Top of Reading passage
AIC / BIC are used for nested-model comparison (lower is better); only compare nested models fit on the same S.

## Quantitative Thresholds

| Threshold | Source | Rationale |
|-----------|--------|-----------|
| CFI >= 0.95 | Hu & Bentler 1999 | Conventional good fit; SEM literature default |
| RMSEA <= 0.05 | Hu & Bentler 1999 | Conventional good fit |
| RMSEA 0.05 - 0.08 | Hu & Bentler 1999 | Acceptable; flag as "adequate" not "good" |
| Q_SNP p < 0.05 / N_SNP_factor | Grotzinger 2019 Nat Hum Behav 3:513 | Bonferroni for heterogeneity among factor-significant SNPs |
| MTAG MaxFDR < 5% | Turley 2018 Nat Genet 50:229 | Above this, MTAG marginal trait results invalid |
| Per-trait LDSC mean chi-square > 1.02 | LDSC documentation | Below this, V entries too noisy; factor SE inflated |
| Standardized loading 0.3 - 0.9 typical | SEM conventions | < 0.3 trait loads weakly; > 0.95 may indicate over-fit / collinearity |
| Min 3 traits for common factor | SEM identification | Single factor with k traits has k(k+1)/2 moments; needs k>=3 to identify |

## Standard Workflow

**Goal:** Fit a common-factor model across correlated GWAS and run a multivariate GWAS on the factor with Q_SNP.
Bottom of Reading passage
Top of Available data
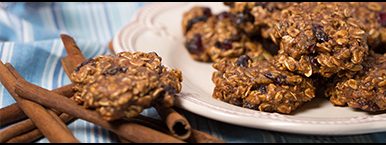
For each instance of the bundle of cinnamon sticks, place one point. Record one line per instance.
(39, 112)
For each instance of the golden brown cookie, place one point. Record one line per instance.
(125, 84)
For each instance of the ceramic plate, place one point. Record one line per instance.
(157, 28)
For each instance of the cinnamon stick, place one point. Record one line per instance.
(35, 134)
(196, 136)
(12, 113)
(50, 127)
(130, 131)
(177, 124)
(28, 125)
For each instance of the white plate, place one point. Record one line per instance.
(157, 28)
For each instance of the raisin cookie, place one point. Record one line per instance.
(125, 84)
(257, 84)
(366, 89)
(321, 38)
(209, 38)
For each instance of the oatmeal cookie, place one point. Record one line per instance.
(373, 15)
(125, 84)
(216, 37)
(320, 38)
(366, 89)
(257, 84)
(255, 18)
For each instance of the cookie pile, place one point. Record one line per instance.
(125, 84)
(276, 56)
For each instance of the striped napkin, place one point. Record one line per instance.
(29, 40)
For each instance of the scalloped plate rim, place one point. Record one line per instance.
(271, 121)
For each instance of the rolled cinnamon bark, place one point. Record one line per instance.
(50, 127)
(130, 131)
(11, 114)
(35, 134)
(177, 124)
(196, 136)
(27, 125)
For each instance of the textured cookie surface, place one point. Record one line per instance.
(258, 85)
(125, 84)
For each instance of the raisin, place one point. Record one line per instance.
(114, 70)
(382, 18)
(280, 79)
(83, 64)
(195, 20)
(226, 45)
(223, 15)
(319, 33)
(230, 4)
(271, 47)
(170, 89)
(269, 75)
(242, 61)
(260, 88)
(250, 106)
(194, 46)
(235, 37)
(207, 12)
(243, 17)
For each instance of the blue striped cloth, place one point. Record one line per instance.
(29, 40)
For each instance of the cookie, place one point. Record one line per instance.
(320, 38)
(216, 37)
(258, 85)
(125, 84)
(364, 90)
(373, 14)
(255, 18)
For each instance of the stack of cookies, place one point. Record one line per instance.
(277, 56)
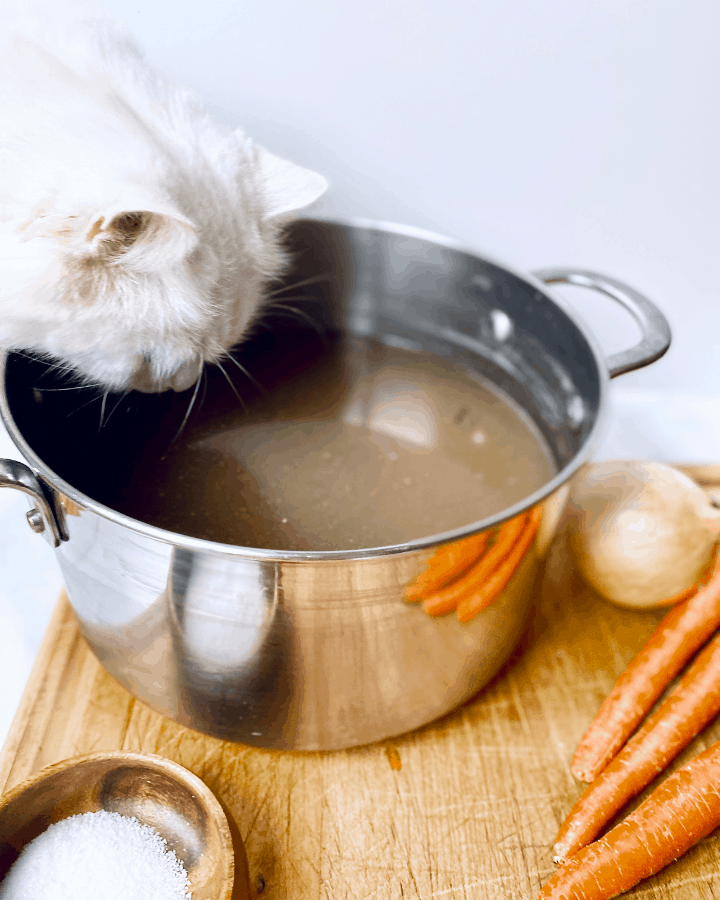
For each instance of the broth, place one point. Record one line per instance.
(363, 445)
Bottom of Available data
Top of Available data
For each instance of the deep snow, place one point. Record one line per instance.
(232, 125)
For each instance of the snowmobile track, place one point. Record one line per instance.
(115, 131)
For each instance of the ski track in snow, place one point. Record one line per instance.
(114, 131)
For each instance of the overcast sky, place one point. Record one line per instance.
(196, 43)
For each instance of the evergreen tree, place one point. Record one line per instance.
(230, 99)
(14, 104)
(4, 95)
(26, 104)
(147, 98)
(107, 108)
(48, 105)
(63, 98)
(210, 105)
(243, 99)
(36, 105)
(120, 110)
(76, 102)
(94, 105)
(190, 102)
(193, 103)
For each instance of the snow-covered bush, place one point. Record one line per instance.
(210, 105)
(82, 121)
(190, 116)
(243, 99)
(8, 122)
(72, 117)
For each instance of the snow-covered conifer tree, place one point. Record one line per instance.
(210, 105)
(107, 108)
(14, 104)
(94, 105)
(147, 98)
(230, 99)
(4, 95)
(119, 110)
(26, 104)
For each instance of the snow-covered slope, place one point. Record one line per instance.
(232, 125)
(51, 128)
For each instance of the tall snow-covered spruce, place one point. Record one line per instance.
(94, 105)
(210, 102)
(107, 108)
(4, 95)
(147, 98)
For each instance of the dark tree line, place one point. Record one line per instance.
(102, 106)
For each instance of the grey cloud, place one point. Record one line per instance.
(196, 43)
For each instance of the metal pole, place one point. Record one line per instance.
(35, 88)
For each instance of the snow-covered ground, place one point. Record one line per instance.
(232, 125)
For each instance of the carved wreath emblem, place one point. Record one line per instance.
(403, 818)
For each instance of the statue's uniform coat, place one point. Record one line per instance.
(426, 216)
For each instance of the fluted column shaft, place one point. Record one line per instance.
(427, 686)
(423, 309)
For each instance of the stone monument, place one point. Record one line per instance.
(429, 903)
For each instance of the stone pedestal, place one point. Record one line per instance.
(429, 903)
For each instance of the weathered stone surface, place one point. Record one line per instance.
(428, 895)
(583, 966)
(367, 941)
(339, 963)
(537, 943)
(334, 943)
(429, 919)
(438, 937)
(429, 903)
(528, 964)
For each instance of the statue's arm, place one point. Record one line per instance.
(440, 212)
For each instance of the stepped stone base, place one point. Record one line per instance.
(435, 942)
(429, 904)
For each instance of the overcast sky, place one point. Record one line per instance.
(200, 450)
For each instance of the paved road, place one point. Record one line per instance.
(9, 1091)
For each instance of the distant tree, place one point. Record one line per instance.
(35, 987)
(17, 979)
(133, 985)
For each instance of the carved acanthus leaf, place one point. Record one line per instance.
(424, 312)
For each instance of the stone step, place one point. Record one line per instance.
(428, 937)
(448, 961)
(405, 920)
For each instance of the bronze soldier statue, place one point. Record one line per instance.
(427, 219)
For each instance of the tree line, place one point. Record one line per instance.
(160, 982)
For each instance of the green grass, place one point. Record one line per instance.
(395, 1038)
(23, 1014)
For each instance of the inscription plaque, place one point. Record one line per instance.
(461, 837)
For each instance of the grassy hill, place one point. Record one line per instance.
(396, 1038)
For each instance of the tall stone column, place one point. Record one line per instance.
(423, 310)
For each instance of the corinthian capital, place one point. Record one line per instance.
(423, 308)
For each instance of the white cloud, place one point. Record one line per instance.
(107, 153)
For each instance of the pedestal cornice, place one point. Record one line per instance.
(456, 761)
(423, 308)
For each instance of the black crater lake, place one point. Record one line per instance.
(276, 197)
Bottom of Available data
**Activity list**
- A) In the model-fit passage, what is the minimum number of traits needed to identify a common factor?
- B) List each distinct source named in the Source column of the table in the model-fit passage.

**Task results**
- A) Three traits

- B)
Hu & Bentler 1999
Grotzinger 2019 Nat Hum Behav 3:513
Turley 2018 Nat Genet 50:229
LDSC documentation
SEM conventions
SEM identification